■ Passage for review ■

________________

Category: Angst

Valence

This is probably my last Constellation Games post. Spoilers up through chapter 32, and hints about the ending.

Back in the mid-20 chapters, Ariel misdiagnoses Curic with ambivalence, a feared mental condition among the Farang… of ninety million years ago, and not exactly a concern to the unimaginably advanced Farang of the present day. Curic does not suffer from ambivalence, even if her crossselves operated at cross purposes. The sneaky thing about this is that of course Ariel was mistaken, he was taking medical advice from the late Cretaceous. The sneakier thing is that Curic doesn’t suffer from it, but everybody else does.

Somn is ambivalent about her whole place on the contact mission; she wasn’t expecting to find lifeforms, much less anyone she’d have to learn to talk to. She certainly wasn’t expecting her husband to hare off to another planet while she’s trying to hatch their kids. Jenny can’t decide whether she wants to make art or money, nuke Ariel or sleep in his bed. That’s the same Ariel who told one woman he loved her while he left the planet to chase another, and who’s trying to live in outer space and his old house from Texas at the same time. Bai’s ambivalence is stark: he goes to enormous effort to make his imaginary girlfriend a real person, and absolutely cannot handle it when his imaginary girlfriend starts acting like a real person. And said girlfriend herself…

Man, Dana. Because Constellation Games is written by Ariel, most of the narrative is about him feeling hard done by, but he’s got nothing on her. Smoke spins her off by jamming an Alien behavior model onto a mashup of ancient Farang cultural knowledge, a pubescent video game and Bai’s phone app save file. That save file is something to be reckoned with, actually—remember how she was driving the plot before she was even sapient?—but that’s still a pretty messy starting point from which to approximate human behavior. Add the fact that she’s an indentured servant: she gets paid for her translation work (and starts her job while two days old), but she has to live in a piece of paper in Bai’s pocket. No wonder she tried to dissolve Crispy Duck the second she was asked for business advice. Being able to multitask on phone calls isn’t the same as the freedom to leave.

________________

■ Brief A ■
In the post about Constellation Games, what condition does Ariel misdiagnose Curic with?
■ Brief B ■
Copy the Constellation Games post between "Man, Dana. Because" and "freedom to leave.", inclusive.

■ Image-grounded pointing data ■
________________

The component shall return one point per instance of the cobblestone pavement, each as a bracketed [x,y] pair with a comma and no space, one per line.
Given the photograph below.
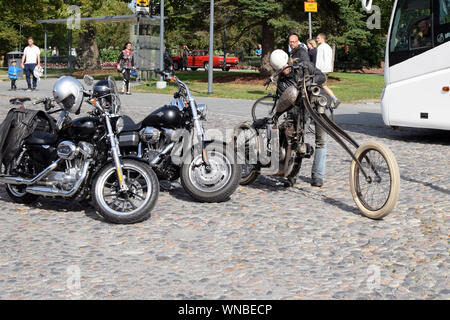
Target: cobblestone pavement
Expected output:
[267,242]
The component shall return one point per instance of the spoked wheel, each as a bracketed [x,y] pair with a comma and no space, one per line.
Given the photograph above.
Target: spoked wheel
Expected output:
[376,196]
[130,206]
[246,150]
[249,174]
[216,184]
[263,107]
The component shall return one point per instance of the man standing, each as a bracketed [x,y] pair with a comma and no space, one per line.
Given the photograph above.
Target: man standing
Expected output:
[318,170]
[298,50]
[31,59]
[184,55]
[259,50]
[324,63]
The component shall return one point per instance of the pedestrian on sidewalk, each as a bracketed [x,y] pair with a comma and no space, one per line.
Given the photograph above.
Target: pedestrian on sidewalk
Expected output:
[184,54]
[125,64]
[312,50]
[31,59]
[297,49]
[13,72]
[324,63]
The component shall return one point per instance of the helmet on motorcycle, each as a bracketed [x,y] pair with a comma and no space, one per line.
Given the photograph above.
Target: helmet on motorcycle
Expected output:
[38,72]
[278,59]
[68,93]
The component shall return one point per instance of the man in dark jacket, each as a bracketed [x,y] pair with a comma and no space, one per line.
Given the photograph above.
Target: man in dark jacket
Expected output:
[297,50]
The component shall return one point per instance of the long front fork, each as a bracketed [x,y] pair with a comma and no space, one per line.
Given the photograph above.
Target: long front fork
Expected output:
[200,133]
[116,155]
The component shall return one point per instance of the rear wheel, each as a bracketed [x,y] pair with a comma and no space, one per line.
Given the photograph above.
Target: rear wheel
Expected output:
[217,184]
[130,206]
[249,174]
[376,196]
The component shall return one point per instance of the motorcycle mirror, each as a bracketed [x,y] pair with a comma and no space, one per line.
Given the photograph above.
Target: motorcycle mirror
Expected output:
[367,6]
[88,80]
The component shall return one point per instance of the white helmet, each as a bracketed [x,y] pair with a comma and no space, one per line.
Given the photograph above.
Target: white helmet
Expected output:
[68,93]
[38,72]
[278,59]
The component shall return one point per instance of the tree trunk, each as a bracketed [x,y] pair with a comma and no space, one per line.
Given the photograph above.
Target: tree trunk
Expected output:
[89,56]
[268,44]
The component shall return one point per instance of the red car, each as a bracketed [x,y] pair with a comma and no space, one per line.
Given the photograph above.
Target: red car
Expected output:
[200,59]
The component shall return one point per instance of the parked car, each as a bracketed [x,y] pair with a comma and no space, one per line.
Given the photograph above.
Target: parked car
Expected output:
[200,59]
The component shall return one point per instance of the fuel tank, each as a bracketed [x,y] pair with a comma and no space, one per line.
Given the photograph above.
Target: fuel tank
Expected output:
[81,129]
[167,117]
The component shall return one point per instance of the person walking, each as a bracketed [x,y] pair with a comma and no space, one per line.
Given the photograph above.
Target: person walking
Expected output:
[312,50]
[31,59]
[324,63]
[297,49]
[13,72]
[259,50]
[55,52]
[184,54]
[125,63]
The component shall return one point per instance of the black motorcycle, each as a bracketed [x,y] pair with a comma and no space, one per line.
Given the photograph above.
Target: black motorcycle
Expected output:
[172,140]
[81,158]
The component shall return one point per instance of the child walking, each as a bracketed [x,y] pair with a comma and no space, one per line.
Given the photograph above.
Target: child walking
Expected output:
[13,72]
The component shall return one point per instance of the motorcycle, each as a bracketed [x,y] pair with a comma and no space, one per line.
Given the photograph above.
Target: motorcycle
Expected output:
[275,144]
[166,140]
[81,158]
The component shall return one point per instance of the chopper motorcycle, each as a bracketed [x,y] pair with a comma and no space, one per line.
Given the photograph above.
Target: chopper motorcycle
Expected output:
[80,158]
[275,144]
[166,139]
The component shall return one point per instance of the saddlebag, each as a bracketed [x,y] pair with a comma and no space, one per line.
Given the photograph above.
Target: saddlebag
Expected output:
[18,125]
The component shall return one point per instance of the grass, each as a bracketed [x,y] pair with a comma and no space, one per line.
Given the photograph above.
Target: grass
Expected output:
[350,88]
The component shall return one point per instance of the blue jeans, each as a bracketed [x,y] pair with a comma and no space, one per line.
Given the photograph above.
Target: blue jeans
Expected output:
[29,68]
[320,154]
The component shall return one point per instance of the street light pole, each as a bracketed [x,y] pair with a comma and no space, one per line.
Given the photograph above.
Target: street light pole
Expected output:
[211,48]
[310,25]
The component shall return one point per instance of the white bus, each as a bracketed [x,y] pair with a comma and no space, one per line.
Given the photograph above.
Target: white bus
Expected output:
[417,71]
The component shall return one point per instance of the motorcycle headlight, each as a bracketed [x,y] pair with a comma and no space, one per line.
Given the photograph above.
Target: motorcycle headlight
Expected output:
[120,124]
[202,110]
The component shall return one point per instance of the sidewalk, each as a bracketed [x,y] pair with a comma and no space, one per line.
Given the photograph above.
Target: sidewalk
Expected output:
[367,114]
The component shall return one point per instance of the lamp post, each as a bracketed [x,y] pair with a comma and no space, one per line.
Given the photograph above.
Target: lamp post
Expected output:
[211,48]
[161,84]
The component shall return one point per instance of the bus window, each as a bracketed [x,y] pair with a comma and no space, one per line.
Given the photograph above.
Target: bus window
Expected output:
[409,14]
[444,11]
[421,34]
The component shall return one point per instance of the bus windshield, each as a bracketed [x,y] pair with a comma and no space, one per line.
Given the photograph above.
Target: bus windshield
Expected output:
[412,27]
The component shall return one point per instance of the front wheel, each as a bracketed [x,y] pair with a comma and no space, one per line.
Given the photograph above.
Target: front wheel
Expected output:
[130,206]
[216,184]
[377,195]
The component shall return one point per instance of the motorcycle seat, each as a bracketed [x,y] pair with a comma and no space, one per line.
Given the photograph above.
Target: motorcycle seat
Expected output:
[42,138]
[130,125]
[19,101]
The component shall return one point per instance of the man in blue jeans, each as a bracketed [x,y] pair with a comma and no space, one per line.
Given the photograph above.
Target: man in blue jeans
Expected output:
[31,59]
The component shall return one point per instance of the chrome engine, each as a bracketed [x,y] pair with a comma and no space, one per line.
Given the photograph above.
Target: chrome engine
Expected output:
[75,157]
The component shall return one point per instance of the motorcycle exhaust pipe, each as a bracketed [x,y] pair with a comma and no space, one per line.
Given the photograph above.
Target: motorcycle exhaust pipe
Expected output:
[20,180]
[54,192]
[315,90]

________________

■ Answer section A ■
Ambivalence.

■ Answer section B ■
Man, Dana. Because Constellation Games is written by Ariel, most of the narrative is about him feeling hard done by, but he’s got nothing on her. Smoke spins her off by jamming an Alien behavior model onto a mashup of ancient Farang cultural knowledge, a pubescent video game and Bai’s phone app save file. That save file is something to be reckoned with, actually—remember how she was driving the plot before she was even sapient?—but that’s still a pretty messy starting point from which to approximate human behavior. Add the fact that she’s an indentured servant: she gets paid for her translation work (and starts her job while two days old), but she has to live in a piece of paper in Bai’s pocket. No wonder she tried to dissolve Crispy Duck the second she was asked for business advice. Being able to multitask on phone calls isn’t the same as the freedom to leave.